[start of DATA SUPPLIED]
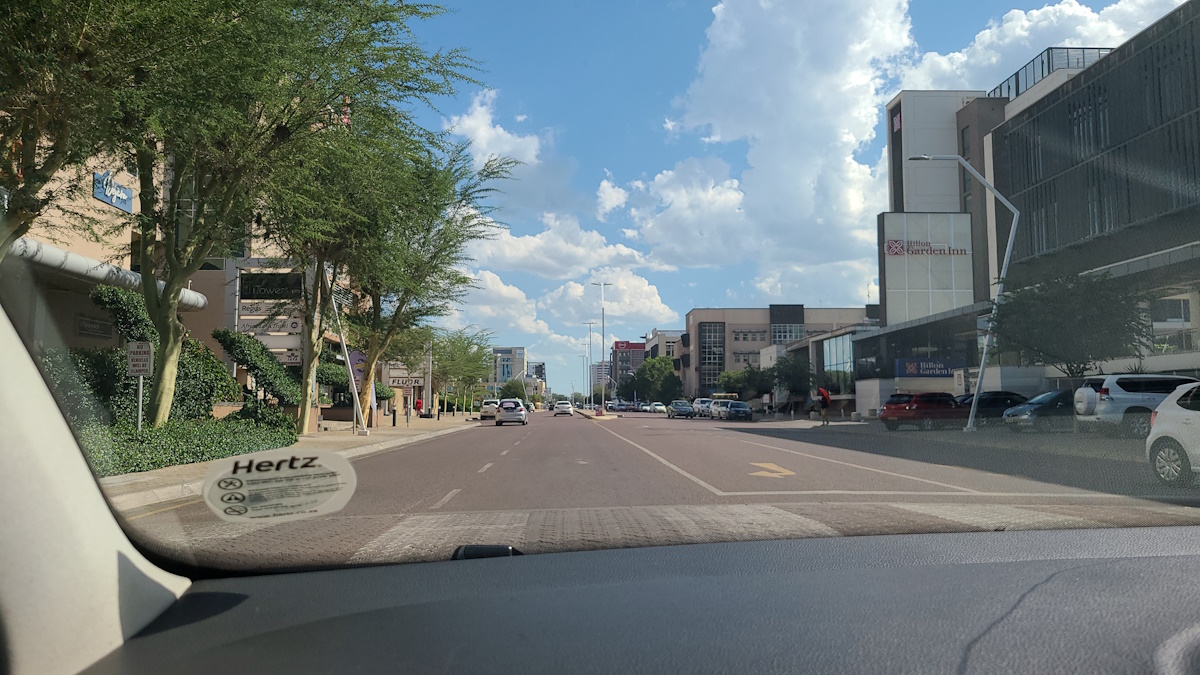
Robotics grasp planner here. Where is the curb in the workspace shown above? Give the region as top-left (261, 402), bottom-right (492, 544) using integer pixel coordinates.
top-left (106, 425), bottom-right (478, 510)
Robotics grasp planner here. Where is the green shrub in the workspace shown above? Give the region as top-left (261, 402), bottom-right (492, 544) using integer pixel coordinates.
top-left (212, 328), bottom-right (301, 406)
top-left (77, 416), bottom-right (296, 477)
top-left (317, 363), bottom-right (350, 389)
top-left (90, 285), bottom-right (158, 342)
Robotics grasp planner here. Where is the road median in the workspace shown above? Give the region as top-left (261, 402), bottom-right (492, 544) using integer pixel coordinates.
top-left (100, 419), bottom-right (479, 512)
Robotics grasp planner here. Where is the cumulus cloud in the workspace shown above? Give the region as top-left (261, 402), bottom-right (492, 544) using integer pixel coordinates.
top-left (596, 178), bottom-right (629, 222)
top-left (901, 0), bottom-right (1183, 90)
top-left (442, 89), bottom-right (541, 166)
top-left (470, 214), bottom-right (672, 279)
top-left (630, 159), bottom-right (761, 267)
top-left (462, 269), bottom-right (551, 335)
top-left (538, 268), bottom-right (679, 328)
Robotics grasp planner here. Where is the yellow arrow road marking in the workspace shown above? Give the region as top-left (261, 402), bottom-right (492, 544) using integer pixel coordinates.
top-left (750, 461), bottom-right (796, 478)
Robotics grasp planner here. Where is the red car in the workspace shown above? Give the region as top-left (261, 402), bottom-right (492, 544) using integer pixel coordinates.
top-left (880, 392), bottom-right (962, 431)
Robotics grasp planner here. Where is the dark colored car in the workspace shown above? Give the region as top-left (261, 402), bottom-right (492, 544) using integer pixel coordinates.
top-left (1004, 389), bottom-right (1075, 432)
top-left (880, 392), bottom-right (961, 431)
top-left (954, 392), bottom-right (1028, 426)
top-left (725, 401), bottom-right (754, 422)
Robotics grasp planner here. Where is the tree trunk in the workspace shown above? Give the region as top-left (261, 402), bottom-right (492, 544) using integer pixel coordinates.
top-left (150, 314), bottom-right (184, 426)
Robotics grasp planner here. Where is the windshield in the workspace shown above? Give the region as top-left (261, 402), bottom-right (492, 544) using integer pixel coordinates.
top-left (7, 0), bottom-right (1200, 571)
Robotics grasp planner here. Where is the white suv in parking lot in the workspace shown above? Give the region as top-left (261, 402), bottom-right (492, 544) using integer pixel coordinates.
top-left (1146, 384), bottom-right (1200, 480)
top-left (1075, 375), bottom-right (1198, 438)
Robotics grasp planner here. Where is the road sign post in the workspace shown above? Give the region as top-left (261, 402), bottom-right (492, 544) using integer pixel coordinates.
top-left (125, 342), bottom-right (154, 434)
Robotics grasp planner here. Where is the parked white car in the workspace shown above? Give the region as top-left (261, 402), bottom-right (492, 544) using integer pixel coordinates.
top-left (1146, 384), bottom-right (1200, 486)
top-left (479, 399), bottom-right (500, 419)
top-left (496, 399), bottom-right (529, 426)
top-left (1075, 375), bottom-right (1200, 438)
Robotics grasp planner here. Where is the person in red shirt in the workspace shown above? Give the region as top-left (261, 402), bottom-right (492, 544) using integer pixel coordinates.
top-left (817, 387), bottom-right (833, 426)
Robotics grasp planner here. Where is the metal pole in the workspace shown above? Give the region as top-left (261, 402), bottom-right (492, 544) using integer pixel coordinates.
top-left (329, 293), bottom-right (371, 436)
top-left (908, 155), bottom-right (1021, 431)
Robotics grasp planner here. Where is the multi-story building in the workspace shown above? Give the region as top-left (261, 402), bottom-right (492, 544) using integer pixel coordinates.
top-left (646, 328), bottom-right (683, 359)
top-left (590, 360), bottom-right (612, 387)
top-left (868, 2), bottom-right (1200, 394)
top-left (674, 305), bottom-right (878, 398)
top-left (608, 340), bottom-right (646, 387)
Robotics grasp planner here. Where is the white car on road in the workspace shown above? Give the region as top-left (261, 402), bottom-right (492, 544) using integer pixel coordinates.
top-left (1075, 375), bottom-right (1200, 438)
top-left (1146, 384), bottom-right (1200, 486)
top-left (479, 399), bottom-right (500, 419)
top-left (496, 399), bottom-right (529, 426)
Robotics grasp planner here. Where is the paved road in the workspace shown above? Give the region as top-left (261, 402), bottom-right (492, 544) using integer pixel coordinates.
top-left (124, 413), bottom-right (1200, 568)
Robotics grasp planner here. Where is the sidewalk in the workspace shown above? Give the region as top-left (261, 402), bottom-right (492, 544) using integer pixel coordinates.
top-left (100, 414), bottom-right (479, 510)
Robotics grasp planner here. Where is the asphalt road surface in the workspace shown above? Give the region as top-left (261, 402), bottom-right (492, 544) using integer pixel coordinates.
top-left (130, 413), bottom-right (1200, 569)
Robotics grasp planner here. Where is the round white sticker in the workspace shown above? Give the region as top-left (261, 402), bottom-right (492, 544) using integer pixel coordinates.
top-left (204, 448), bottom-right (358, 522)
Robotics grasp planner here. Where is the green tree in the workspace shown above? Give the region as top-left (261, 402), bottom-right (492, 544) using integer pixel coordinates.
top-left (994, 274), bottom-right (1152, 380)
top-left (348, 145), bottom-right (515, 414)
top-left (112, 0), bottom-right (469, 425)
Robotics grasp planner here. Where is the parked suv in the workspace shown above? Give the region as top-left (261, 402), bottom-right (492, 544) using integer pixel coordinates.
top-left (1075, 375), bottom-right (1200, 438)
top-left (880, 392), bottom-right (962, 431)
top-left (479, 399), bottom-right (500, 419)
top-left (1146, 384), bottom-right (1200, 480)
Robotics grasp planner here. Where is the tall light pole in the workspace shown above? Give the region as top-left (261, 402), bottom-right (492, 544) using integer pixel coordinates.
[end of DATA SUPPLIED]
WRITTEN TASK | Reproduce all of the records above, substituting "scene" for every occurrence of "workspace" and leaving everything else unchanged. Leave the pictures out of your answer.

TASK RESULT |
Robotics grasp planner here. Where is the curb in the scene shown above? Give the region as top-left (261, 402), bottom-right (492, 544) using integer pixel coordinates.
top-left (106, 425), bottom-right (478, 510)
Robotics grasp planner here. Where is the green shrub in the scene shown above? Give the region as top-left (261, 402), bottom-right (492, 544) using integer pixel coordinates.
top-left (212, 328), bottom-right (301, 406)
top-left (77, 416), bottom-right (296, 477)
top-left (317, 363), bottom-right (350, 389)
top-left (90, 285), bottom-right (158, 342)
Robotics grasp planner here. Where is the road median in the scene shown above? Give the region as top-left (261, 402), bottom-right (492, 544) using integer pixel coordinates.
top-left (100, 419), bottom-right (479, 512)
Robotics grasp planner here. Where is the cumulus cloud in the scene shown above? Give the region as top-left (261, 402), bottom-right (492, 544) using integer pixel coordinates.
top-left (596, 178), bottom-right (629, 222)
top-left (901, 0), bottom-right (1183, 90)
top-left (442, 89), bottom-right (541, 166)
top-left (470, 214), bottom-right (672, 279)
top-left (630, 159), bottom-right (761, 267)
top-left (462, 269), bottom-right (551, 335)
top-left (538, 268), bottom-right (679, 328)
Robotics grasp planner here. Where is the yellow arrow road marking in the scene shown above? Give the region as top-left (261, 402), bottom-right (492, 544) using integer pixel coordinates.
top-left (750, 461), bottom-right (796, 478)
Robotics grasp planner here. Where is the red car in the scene shown above? Give the region as top-left (261, 402), bottom-right (492, 544) using integer pixel coordinates.
top-left (880, 392), bottom-right (962, 431)
Robotics grasp planner here. Where is the dark colored car in the scene shown above? Give the region as top-left (261, 402), bottom-right (492, 544) using integer pixel coordinates.
top-left (1004, 389), bottom-right (1075, 432)
top-left (880, 392), bottom-right (961, 431)
top-left (954, 392), bottom-right (1028, 426)
top-left (725, 401), bottom-right (754, 422)
Robotics grasp planner here. Where is the tree trunk in the scene shown above? Give the region as top-left (261, 402), bottom-right (492, 544) using integer pixel coordinates.
top-left (150, 314), bottom-right (184, 426)
Robotics grasp planner here. Where is the windshield in the scene shown above? Give the region as top-left (261, 402), bottom-right (492, 544) using integer pixel coordinates.
top-left (7, 0), bottom-right (1200, 571)
Robotics grasp planner here. Where is the white suv in parking lot in the scene shown above? Give the region as top-left (261, 402), bottom-right (492, 544) using integer pixel coordinates.
top-left (1146, 384), bottom-right (1200, 480)
top-left (1075, 375), bottom-right (1198, 438)
Robotics grasp planner here. Where is the road sign post in the scene shown above? Give the region as top-left (261, 402), bottom-right (492, 544) using integer pixel coordinates.
top-left (125, 342), bottom-right (154, 434)
Robotics grasp planner here. Where is the parked white car in the scene shown above? Give the region as top-left (261, 402), bottom-right (492, 544) using integer pixel coordinates.
top-left (1146, 384), bottom-right (1200, 486)
top-left (479, 399), bottom-right (500, 419)
top-left (496, 399), bottom-right (529, 426)
top-left (1075, 375), bottom-right (1200, 438)
Robotics grasp planner here. Where is the person in red shirt in the scene shown above? Give the region as top-left (261, 402), bottom-right (492, 544) using integer pixel coordinates.
top-left (817, 387), bottom-right (833, 426)
Robotics grasp planner here. Where is the metal pole in the scene shown above? Give the region as top-left (261, 402), bottom-right (492, 544) using integer pixel coordinates.
top-left (329, 293), bottom-right (371, 436)
top-left (908, 155), bottom-right (1021, 431)
Robotics grasp planner here. Where is the multi-story building in the scene shown above? Give the region as top-left (261, 402), bottom-right (492, 544) using integer pixel coordinates.
top-left (646, 328), bottom-right (683, 359)
top-left (590, 360), bottom-right (612, 387)
top-left (868, 2), bottom-right (1200, 394)
top-left (674, 305), bottom-right (878, 398)
top-left (608, 340), bottom-right (646, 387)
Robotics grasp planner here. Where is the white car on road in the scene shown above? Give the region as top-left (261, 402), bottom-right (492, 544) using integer pixel coordinates.
top-left (1075, 375), bottom-right (1200, 438)
top-left (1146, 384), bottom-right (1200, 486)
top-left (479, 399), bottom-right (500, 419)
top-left (496, 399), bottom-right (529, 426)
Robotics grasp planner here. Where is the paved road in the scene shown above? Give the region as top-left (261, 402), bottom-right (492, 544) using integer pixel coordinates.
top-left (124, 413), bottom-right (1200, 568)
Robotics grasp planner here. Where is the sidewalk in the scene shown above? Give the region as top-left (261, 402), bottom-right (492, 544) using integer pixel coordinates.
top-left (100, 414), bottom-right (479, 510)
Robotics grasp planner here. Where is the asphalt road surface in the scene shown above? Give the region as top-left (261, 402), bottom-right (492, 544) using integer pixel coordinates.
top-left (130, 413), bottom-right (1200, 569)
Robotics grasp planner here. Where is the round white sticker in the scene shown above? Give the region as top-left (261, 402), bottom-right (492, 544) using integer pixel coordinates.
top-left (204, 448), bottom-right (358, 522)
Robotics grasp planner here. Where is the green tree in the scene shown above? Give the region as top-left (261, 402), bottom-right (492, 544) using integer pixel coordinates.
top-left (994, 274), bottom-right (1152, 380)
top-left (348, 145), bottom-right (515, 414)
top-left (112, 0), bottom-right (469, 425)
Robotics grasp planner here. Where is the parked suv in the scene shown above? Give the region as top-left (261, 402), bottom-right (492, 544) using integer pixel coordinates.
top-left (1075, 375), bottom-right (1200, 438)
top-left (880, 392), bottom-right (962, 431)
top-left (479, 399), bottom-right (500, 419)
top-left (1146, 384), bottom-right (1200, 480)
Robotics grasp planner here. Where is the tall light pole in the scene shown above? Give the region as top-left (261, 402), bottom-right (492, 544) using integer pixel coordinates.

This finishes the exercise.